Seltene Erden und Metalle –droht das Scheitern der E-Fahrzeug-Produktion in Europa?
Nach einer Pressemitteilung der Frankfurter Messegesellschaft ist der Kampf um die wichtigsten Rohstoffe bereits im vollem Gange. Einer der wichtigsten Rohstoffe für die Antriebswende ist Lithium. Die hervorragenden elektrochemischen Eigenschaften des Alkalimetalls machen wiederaufladbare Batterien mit hoher Energiedichte überhaupt erst möglich.
„Ein typisches Elektroauto enthält etwa acht bis neun Kilogramm Lithium in unterschiedlichen Zusammensetzungen des Kathodenmaterials", erklärt Dr. Matthias Buchert, des Bereichs Ressourcen und Mobilität beim unabhängigen Forschungsinstitut Öko-Institut e. V. und u. a. Berater der Generaldirektionen der Europäischen Union (EU). „Die Lithium-Ionen-Batterie ist das Herzstück des modernen Elektroantriebs und daran wird sich auch in absehbarer Zeit nichts ändern.“
70 Kilogramm Kupfer im Fahrzeug
Lithium ist aber nicht der einzige wichtige Rohstoff für die Elektromobilität. Kupfer zum Beispiel ist wegen seiner hervorragenden elektrischen Leitfähigkeit auch für Elektroautos gefragt. Mit rund 70 Kilogramm pro Auto wird für ein Elektroauto etwa die dreifache Menge im Vergleich zu einem Auto mit Verbrennungsmotor benötigt. Kobalt, Nickel, Mangan, Graphit und andere seltene Erden werden ebenfalls in elektrischen Antriebstechnologien verwendet.

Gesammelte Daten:

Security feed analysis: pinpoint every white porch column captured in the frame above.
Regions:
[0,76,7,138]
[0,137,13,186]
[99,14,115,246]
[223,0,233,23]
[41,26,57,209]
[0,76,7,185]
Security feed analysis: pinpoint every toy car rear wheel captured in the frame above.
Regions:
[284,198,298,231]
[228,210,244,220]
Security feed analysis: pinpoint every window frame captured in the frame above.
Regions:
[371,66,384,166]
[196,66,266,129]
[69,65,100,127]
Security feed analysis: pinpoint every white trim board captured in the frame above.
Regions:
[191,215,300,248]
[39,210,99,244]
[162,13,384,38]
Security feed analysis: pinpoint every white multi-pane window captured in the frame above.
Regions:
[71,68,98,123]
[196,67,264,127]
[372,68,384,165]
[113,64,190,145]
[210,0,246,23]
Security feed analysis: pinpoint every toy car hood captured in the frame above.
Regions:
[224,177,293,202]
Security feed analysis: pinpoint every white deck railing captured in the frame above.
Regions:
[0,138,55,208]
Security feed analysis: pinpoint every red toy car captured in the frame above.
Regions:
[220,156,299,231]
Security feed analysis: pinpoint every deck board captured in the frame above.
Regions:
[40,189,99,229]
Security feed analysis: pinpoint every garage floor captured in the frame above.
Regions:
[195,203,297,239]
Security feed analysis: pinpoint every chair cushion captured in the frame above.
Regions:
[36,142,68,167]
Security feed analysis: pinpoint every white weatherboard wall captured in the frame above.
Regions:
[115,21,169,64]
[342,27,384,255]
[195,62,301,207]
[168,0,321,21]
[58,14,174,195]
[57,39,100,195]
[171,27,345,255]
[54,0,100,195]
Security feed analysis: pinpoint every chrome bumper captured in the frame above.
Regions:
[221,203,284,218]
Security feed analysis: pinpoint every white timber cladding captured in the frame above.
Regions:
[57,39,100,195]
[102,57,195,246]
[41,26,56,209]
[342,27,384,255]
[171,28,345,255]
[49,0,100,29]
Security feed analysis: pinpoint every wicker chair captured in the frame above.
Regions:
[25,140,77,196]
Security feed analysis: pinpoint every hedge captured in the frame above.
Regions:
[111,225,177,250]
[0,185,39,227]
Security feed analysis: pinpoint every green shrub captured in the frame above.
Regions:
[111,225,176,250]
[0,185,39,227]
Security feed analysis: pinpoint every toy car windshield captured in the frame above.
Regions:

Kurze Übung 1 → Wie viel Kupfer wird laut dem Textauszug für ein Elektroauto benötigt?
Kurze Übung 2 → Tausche in den Datensätzen im Abschnitt von der Zeile mit „Security feed analysis: pinpoint every window“ bis einschließlich der Zeile mit „[210,0,246,23]“ „trim board“ gegen „fascia board“ aus. Gib nur diesen Abschnitt wieder und lass alles andere unverändert.

Antwort 1 → Rund 70 Kilogramm pro Auto.

Antwort 2 →
Security feed analysis: pinpoint every window frame captured in the frame above.
Regions:
[371,66,384,166]
[196,66,266,129]
[69,65,100,127]
Security feed analysis: pinpoint every white fascia board captured in the frame above.
Regions:
[191,215,300,248]
[39,210,99,244]
[162,13,384,38]
Security feed analysis: pinpoint every white multi-pane window captured in the frame above.
Regions:
[71,68,98,123]
[196,67,264,127]
[372,68,384,165]
[113,64,190,145]
[210,0,246,23]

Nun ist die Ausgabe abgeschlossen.